- **SET TASK A**:
Could you copy, character for character, only the rows from the one containing "Mark every instance of the cart" through the one containing "<point>466,485</point>", both included?

- **SELECTED TEXT**:
He is who is not he,
Whose name is Legion:
Dvoyakiy [dual], mnogolikiy [multifaceted], vsyakiy [any],
Or simply just the ending -iy,
The curving ancient serpent.

Andrei Bely. The First Rendezvous..


Although Andrei Bely is a famous writer of prose (the novel Peterburg is widely acclaimed), he started as a poet. He was so popular that swarms of his passionate admirers followed him everywhere. He often gave public readings both in Moscow and in Peterburg, and quite possibly – I am practically convinced, most definitely – V. V. Mayakovsky, as a beginning poet, used to attend them, and like Bulgakov, was struck by Bely’s eccentric behavior on the stage.
Even Andrei Bely, in his long poem The First Rendezvous, alludes to Mayakovsky being the devil. Ironically, in order to understand his play on Russian surname endings, it is imperative to go a bit in depth into the mysteries of Russian orthography. The names Mayakovsky and Bely look similar in English in respect to their closing letter “y.” In the Russian spelling, however, there is a big difference, which is the gist of Bely’s phonetic pun. In accurate spelling Mayakovsky ought to be transcribed with “-iy” (soft i, short y) whereas Bely ought to be transcribed with “-yi” (hard y, short i). In terms of this distinction, consider the following passage from Bely’s poem:

He is who is not he,
Whose name is Legion:
Dvoyakiy [dual], mnogolikiy [multifaceted], vsyakiy [any],
Or simply just the ending -iy,
The curving ancient serpent.

It is quite likely indeed that Mayakovsky’s devil, in his play Mysteria Bouffe, (I am writing about it in my chapter Woland Identity) contains, just like in Bulgakov’s Master and Margarita, certain features of Andrei Bely.

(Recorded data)
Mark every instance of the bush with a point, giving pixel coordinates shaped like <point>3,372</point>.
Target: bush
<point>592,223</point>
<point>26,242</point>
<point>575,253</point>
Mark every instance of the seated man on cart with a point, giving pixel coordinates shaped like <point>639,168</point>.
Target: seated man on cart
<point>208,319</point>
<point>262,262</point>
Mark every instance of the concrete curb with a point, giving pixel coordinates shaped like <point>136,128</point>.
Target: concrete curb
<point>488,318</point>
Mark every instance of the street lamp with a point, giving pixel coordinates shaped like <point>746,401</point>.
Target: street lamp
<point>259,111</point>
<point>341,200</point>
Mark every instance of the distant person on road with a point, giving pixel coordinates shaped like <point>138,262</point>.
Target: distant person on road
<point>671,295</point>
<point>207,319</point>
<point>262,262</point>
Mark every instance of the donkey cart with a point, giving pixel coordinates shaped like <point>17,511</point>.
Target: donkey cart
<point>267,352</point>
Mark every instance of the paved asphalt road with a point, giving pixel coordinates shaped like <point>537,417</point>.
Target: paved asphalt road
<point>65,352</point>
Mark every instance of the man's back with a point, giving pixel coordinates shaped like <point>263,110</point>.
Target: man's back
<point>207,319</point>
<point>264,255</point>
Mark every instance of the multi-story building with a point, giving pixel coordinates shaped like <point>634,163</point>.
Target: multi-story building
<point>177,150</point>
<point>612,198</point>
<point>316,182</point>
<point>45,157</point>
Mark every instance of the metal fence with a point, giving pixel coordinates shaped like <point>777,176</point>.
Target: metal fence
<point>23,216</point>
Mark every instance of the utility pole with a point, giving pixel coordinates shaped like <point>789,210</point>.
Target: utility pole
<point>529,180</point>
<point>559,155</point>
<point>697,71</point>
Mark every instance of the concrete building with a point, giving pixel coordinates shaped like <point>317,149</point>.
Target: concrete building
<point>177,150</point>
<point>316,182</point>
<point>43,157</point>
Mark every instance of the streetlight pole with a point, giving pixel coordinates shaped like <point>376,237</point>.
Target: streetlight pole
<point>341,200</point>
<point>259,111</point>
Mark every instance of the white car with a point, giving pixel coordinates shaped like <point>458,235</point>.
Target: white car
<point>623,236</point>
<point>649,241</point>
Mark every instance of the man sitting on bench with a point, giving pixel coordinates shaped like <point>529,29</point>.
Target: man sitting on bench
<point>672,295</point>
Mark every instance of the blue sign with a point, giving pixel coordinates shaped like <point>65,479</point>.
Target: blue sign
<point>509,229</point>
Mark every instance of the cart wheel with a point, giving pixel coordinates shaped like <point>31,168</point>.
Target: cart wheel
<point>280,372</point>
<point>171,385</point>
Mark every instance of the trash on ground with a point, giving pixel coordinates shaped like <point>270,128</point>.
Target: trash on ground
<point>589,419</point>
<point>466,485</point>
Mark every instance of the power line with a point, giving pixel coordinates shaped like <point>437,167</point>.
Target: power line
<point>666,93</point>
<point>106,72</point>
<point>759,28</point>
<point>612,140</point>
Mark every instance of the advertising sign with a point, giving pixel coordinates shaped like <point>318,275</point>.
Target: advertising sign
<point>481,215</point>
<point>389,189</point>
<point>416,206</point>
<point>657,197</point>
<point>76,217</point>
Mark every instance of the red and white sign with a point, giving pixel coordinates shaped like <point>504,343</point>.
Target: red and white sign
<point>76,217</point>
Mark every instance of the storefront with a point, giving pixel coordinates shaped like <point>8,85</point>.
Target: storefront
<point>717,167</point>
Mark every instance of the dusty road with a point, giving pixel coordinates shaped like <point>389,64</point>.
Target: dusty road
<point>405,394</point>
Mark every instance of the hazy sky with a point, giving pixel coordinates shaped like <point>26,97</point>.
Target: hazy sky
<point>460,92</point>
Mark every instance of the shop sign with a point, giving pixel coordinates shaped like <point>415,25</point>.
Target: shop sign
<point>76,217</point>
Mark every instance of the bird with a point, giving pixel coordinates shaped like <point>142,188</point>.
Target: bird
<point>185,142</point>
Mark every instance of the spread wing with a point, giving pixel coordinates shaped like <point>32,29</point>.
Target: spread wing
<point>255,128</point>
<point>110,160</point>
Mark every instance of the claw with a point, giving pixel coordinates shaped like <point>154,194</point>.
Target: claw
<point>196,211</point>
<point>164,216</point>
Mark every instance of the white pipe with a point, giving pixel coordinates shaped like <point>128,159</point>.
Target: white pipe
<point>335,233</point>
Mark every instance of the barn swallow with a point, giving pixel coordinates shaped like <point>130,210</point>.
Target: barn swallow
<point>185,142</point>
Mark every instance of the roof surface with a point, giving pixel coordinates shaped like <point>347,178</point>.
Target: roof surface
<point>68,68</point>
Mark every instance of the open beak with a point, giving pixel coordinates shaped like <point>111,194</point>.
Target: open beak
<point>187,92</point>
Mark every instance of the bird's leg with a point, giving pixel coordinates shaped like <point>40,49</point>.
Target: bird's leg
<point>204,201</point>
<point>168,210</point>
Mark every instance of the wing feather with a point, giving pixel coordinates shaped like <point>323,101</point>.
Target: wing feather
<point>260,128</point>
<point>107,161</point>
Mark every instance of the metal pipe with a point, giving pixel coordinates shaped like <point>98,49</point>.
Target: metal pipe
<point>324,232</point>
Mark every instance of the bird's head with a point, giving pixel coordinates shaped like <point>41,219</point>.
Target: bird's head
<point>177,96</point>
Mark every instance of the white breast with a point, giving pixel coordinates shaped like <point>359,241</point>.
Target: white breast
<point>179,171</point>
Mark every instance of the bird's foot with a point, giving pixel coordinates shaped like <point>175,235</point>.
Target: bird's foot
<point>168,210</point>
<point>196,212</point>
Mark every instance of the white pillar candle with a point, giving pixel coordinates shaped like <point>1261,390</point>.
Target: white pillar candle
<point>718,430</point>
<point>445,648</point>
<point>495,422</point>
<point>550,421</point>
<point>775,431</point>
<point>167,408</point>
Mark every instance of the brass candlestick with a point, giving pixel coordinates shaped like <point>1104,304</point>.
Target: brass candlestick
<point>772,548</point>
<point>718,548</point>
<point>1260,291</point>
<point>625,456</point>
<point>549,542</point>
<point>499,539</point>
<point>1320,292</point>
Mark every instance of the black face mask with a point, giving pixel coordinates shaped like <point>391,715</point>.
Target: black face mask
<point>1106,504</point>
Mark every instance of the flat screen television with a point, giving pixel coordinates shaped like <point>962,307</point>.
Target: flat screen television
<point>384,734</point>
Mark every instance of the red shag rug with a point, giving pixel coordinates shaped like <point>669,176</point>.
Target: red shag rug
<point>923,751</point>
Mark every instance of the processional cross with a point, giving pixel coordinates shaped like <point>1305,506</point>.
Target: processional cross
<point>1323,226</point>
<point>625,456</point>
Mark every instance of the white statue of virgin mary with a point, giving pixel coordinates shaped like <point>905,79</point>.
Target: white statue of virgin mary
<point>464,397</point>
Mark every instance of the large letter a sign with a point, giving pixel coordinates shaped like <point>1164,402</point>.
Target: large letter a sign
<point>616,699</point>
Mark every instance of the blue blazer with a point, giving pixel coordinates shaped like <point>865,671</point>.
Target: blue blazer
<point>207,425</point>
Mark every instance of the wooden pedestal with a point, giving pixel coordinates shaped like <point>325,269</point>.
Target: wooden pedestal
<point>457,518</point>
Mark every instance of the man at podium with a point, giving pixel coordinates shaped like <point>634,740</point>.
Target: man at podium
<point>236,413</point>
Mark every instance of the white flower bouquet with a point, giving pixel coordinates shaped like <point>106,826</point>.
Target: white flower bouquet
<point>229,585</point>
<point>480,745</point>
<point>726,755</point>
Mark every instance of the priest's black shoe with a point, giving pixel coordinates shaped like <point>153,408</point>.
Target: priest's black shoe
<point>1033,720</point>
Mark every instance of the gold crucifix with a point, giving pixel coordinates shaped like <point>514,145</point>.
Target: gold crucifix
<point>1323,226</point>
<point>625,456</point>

- **SET TASK B**:
Would you repeat the whole passage on Andrei Bely and Mayakovsky word for word?

- **FULL SOLUTION A**:
Mark every instance of the cart wheel with a point, giving pixel coordinates shaped like <point>31,168</point>.
Target: cart wheel
<point>280,372</point>
<point>171,385</point>
Mark every instance of the trash on ground with a point, giving pixel coordinates shaped like <point>270,128</point>.
Target: trash on ground
<point>589,419</point>
<point>466,485</point>

- **FULL SOLUTION B**:
He is who is not he,
Whose name is Legion:
Dvoyakiy [dual], mnogolikiy [multifaceted], vsyakiy [any],
Or simply just the ending -iy,
The curving ancient serpent.

Andrei Bely. The First Rendezvous..


Although Andrei Bely is a famous writer of prose (the novel Peterburg is widely acclaimed), he started as a poet. He was so popular that swarms of his passionate admirers followed him everywhere. He often gave public readings both in Moscow and in Peterburg, and quite possibly – I am practically convinced, most definitely – V. V. Mayakovsky, as a beginning poet, used to attend them, and like Bulgakov, was struck by Bely’s eccentric behavior on the stage.
Even Andrei Bely, in his long poem The First Rendezvous, alludes to Mayakovsky being the devil. Ironically, in order to understand his play on Russian surname endings, it is imperative to go a bit in depth into the mysteries of Russian orthography. The names Mayakovsky and Bely look similar in English in respect to their closing letter “y.” In the Russian spelling, however, there is a big difference, which is the gist of Bely’s phonetic pun. In accurate spelling Mayakovsky ought to be transcribed with “-iy” (soft i, short y) whereas Bely ought to be transcribed with “-yi” (hard y, short i). In terms of this distinction, consider the following passage from Bely’s poem:

He is who is not he,
Whose name is Legion:
Dvoyakiy [dual], mnogolikiy [multifaceted], vsyakiy [any],
Or simply just the ending -iy,
The curving ancient serpent.

It is quite likely indeed that Mayakovsky’s devil, in his play Mysteria Bouffe, (I am writing about it in my chapter Woland Identity) contains, just like in Bulgakov’s Master and Margarita, certain features of Andrei Bely.